## Texto mostrado
______

Desde el comienzo del régimen liberal todos los gobiernos habían ganado las elecciones que ellos mismos convocaban, lo que se representaba con la frase: «las elecciones no hacen a los gobiernos, sino los gobiernos a las elecciones». En 1878, ya bajo la Restauración y la Constitución española de 1876, se pretendieron tomar medidas con el propósito de hacer las elecciones más libres: la principal era que las elecciones duraran solo un día y no varios, eliminando la posibilidad de falsificar votos según la información proporcionada al gobierno en varios días. No obstante, se había vuelto al sistema de sufragio censitario (en 1869, durante el Sexenio Revolucionario, se había implantado el sufragio universal masculino, que se volvió a recuperar en 1890). El procedimiento electoral incluía el encasillado o selección de los candidatos concertados para ocupar los puestos a elegir por las circunscripciones más adecuadas. La gestión de todo el procedimiento dependía del Ministerio de la Gobernación. Otras cuestiones que empañaban la pureza del sistema electoral eran el control del Congreso para repartir actas de diputados y la capacidad de interferencia de los ayuntamientos en el censo electoral y en las votaciones.[1]

En 1907 se aprobó una ley electoral con el teórico objetivo de eliminar el pucherazo, pero que contenía procedimientos que en la práctica lo fomentaban. El principal consistía en que en la circunscripción donde solo se presentara un candidato, este era nombrado automáticamente electo, sin necesidad de celebrarse las votaciones. Llegó a haber convocatorias electorales, como las de 1923, en que hasta 146 diputados obtuvieron su escaño sin necesidad de recurrir a las urnas, a pesar de ese truco no se obtuvo mayoría absoluta el partido gobernante, aunque eso si se estuvo cerca y en otra un 30% del censo electoral no pudo ejercer su teórico derecho al voto. Esta ley estuvo en vigor hasta las elecciones municipales de 1931, donde muchos concejales fueron elegidos por este procedimiento (14 018 monárquicos y 1832 republicanos).

______

## Material recopilado
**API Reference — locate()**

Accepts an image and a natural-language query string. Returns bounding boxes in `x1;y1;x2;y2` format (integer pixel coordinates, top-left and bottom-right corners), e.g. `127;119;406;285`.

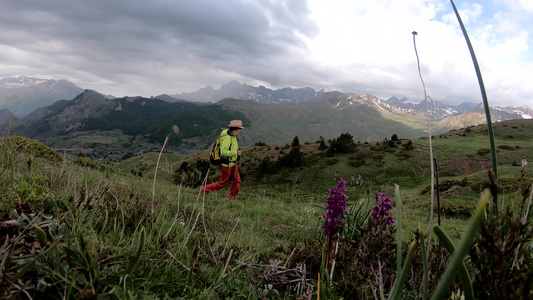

______

## Ejercicio propuesto 1
Resume en dos oraciones el texto sobre las elecciones en la Restauración.
## Ejercicio propuesto 2
Según el texto sobre las elecciones en la Restauración, ¿cuál era la principal medida que se tomó en 1878 para hacer las elecciones más libres?
## Ejercicio propuesto 3
Copia del texto sobre las elecciones en la Restauración el fragmento que va desde "En 1907 se aprobó" hasta "y 1832 republicanos).", ambos incluidos.

## Respuesta escrita 1
Desde el comienzo del régimen liberal, los gobiernos ganaban siempre las elecciones que convocaban, y aunque en 1878 se quiso hacerlas más libres limitándolas a un solo día, el sistema siguió empañado por el sufragio censitario, el encasillado de candidatos, el control del Congreso sobre las actas y la interferencia de los ayuntamientos. La ley electoral de 1907, que en teoría buscaba acabar con el pucherazo, en la práctica lo fomentaba al dar por elegido sin votación al candidato único de una circunscripción, y estuvo en vigor hasta las municipales de 1931.

## Respuesta escrita 2
Que las elecciones duraran solo un día y no varios.

## Respuesta escrita 3
En 1907 se aprobó una ley electoral con el teórico objetivo de eliminar el pucherazo, pero que contenía procedimientos que en la práctica lo fomentaban. El principal consistía en que en la circunscripción donde solo se presentara un candidato, este era nombrado automáticamente electo, sin necesidad de celebrarse las votaciones. Llegó a haber convocatorias electorales, como las de 1923, en que hasta 146 diputados obtuvieron su escaño sin necesidad de recurrir a las urnas, a pesar de ese truco no se obtuvo mayoría absoluta el partido gobernante, aunque eso si se estuvo cerca y en otra un 30% del censo electoral no pudo ejercer su teórico derecho al voto. Esta ley estuvo en vigor hasta las elecciones municipales de 1931, donde muchos concejales fueron elegidos por este procedimiento (14 018 monárquicos y 1832 republicanos).